====== Data section ======

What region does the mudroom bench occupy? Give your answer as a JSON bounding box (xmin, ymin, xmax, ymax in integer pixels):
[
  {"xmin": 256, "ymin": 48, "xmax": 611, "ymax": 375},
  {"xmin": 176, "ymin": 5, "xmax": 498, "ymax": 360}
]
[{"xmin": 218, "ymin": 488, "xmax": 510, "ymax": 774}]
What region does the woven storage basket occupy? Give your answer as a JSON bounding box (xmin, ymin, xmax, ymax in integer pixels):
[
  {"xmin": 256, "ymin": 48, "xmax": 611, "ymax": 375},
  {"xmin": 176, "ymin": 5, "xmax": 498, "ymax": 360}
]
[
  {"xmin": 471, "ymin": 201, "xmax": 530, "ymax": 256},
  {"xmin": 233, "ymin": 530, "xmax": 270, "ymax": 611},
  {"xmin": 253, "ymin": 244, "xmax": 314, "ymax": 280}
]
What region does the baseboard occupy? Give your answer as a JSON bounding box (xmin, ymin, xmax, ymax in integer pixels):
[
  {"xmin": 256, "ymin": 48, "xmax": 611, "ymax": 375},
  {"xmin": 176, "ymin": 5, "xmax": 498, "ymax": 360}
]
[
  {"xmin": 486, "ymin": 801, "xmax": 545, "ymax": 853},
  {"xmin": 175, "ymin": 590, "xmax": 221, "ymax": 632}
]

======
====== Data section ======

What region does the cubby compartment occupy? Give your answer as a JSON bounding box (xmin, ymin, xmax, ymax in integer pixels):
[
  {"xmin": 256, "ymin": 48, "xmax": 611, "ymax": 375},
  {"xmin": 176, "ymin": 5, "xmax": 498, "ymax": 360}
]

======

Your objective. Each line in the data that holds the word "occupy" must be copied.

Solution for this problem.
What region does the mudroom bench occupy? Give your answer as a JSON bounding box (xmin, ymin, xmax, ymax in integer pixels):
What region does the woven storage basket occupy? Give your answer as a JSON bounding box (xmin, ymin, xmax, ymax in integer pixels):
What region does the baseboard occupy? Give your answer as a JSON bounding box (xmin, ymin, xmax, ymax in integer pixels):
What region does the cubby compartment occupy? Give your answer as a JSON bounding box (xmin, ymin, xmax, ymax in integer pixels):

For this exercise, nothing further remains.